WORK TO DO.
**A.** List the four prerequisites that the Brand Workspace setup guide says should be in place before you start.
**B.** Reproduce the Brand Workspace setup guide from "Before you start, confirm" to "the owner role.", word for word.
**C.** Continue the Brand Workspace setup guide, writing the part that comes after its final sentence.

TEXT PROVIDED.
__________

The RoLearn Brand Workspace is the surface enterprise brand teams use to track activations end to end: from pre-launch forecasting, through live campaign monitoring, to board-ready ROI reports. This guide walks through the steps a new enterprise team should take in the first day after their Brand Workspace is provisioned. By the end you will have a configured Brand Profile, attached games, active cross-platform conversation tracking, and your first Mission Control read.

Prerequisites

Before you start, confirm the following are in place:

  • An Enterprise plan. The Brand Workspace is gated to the Enterprise tier. If you are still on Studio, your account manager can walk through pricing on the Pricing page or take it to a sales conversation via Contact Sales.
  • A team workspace with at least one editor seat. The user setting up the workspace needs at least the editor role; brand profile deletion requires the owner role.
  • Brand identity inputs ready. Brand name, domain, one-line description, the search keywords your brand uses across social platforms (with intentional false-positive filters), and target-audience designation. Five minutes of pre-work saves twenty minutes during setup.
  • Game place IDs for any owned or sponsored experiences. The numeric place IDs from each Roblox experience the brand owns, sponsors, or has a partnership stake in. Find these in the Roblox Creator Hub URL for each experience.

Step 1 — Create your Brand Profile

Open Brand Settings from the Brand section of the sidebar and select the Profiles tab. Click Create Brand Profile. The required fields:

  • Brand name. The display name used everywhere in the workspace. Keep this short; long names truncate in campaign rows.

__________

EXCERPTED RECORDS.
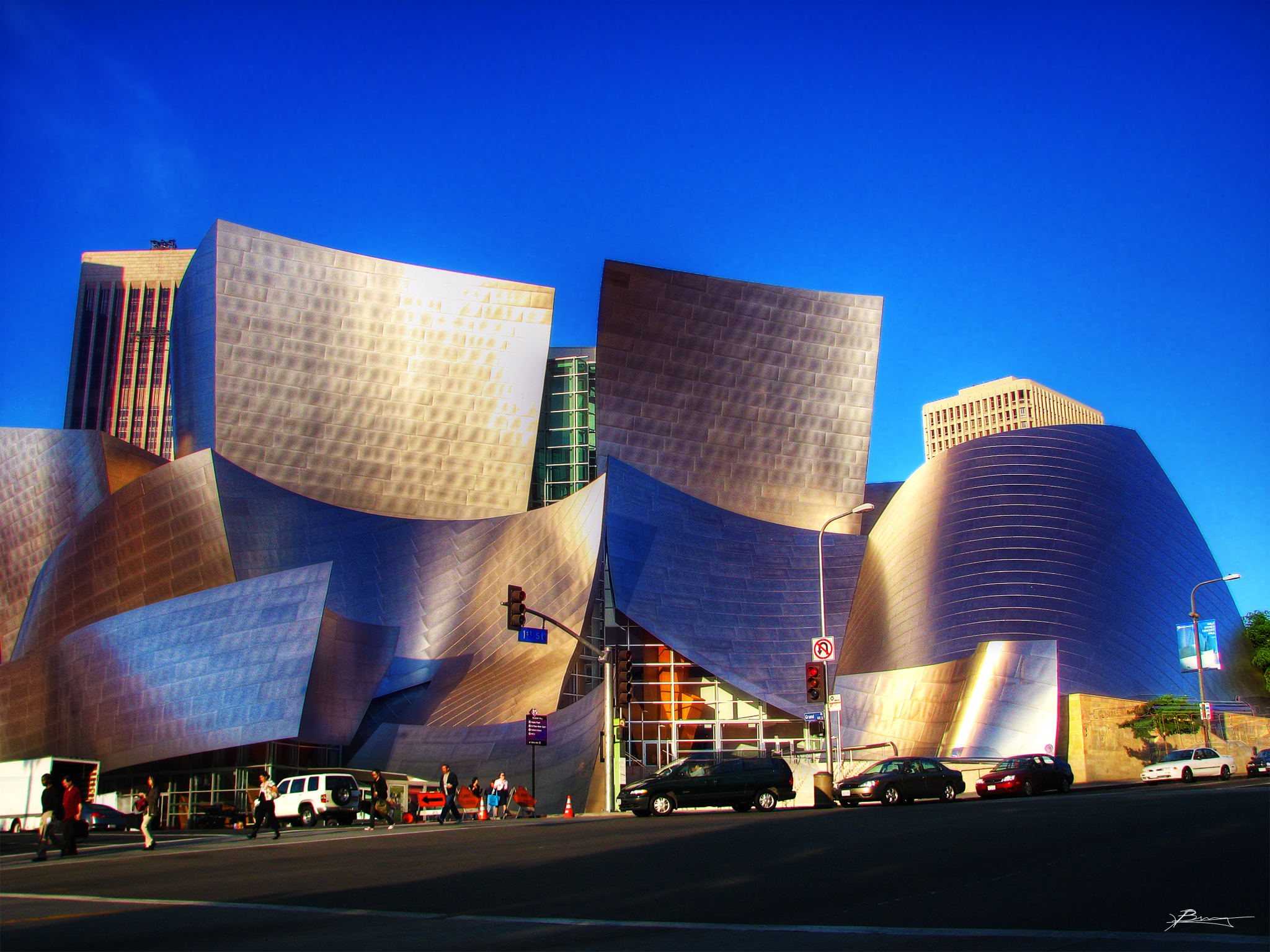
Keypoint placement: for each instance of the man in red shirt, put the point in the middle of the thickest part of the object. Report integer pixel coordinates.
(71, 803)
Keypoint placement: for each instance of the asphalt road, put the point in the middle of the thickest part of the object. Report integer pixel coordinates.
(1083, 871)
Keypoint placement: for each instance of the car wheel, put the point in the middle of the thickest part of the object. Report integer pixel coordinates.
(765, 800)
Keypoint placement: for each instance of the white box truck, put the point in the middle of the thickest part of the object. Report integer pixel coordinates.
(20, 787)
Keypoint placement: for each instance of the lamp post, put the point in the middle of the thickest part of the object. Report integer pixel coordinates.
(1199, 649)
(819, 545)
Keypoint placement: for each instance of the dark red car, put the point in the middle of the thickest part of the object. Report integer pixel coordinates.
(1025, 775)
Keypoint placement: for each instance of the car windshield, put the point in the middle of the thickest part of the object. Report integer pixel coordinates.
(1013, 763)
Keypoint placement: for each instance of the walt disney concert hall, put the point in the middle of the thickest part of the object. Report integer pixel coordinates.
(367, 454)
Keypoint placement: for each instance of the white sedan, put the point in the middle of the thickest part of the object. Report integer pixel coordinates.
(1191, 764)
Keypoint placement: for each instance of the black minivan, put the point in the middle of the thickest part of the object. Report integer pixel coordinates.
(739, 782)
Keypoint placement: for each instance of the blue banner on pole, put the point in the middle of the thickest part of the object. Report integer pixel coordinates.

__________

THE RESULTS.
**A.**
1. An Enterprise plan
2. A team workspace with at least one editor seat
3. Brand identity inputs ready
4. Game place IDs for any owned or sponsored experiences

**B.**
Before you start, confirm the following are in place:

  • An Enterprise plan. The Brand Workspace is gated to the Enterprise tier. If you are still on Studio, your account manager can walk through pricing on the Pricing page or take it to a sales conversation via Contact Sales.
  • A team workspace with at least one editor seat. The user setting up the workspace needs at least the editor role; brand profile deletion requires the owner role.

**C.**
  • Brand domain. Used for media-outlet attribution and link tracking. Use your primary marketing domain (the one you would put on a billboard), not your corporate parent domain.
  • Industry. Drives benchmark comparisons in the Benchmarks tab. Pick the closest match; you can change it later.
  • Target audience. One of Gen Alpha, Gen Z, Millennial, or Gen X+. This is used by the OMNI-EMV audience multiplier and informs the Pre-Launch Predictor. Choose honestly; choosing too young inflates forecast numbers in ways finance will eventually catch.
  • Short description. A one-paragraph brand statement used by the Integration Planner to compute brand×game match scores.

The first profile you create is auto-promoted to your team's default brand. If you manage a portfolio of brands under one enterprise workspace (common for holding-company agencies), create additional profiles for each, and use the team-settings panel to switch the default between them as the focus brand changes.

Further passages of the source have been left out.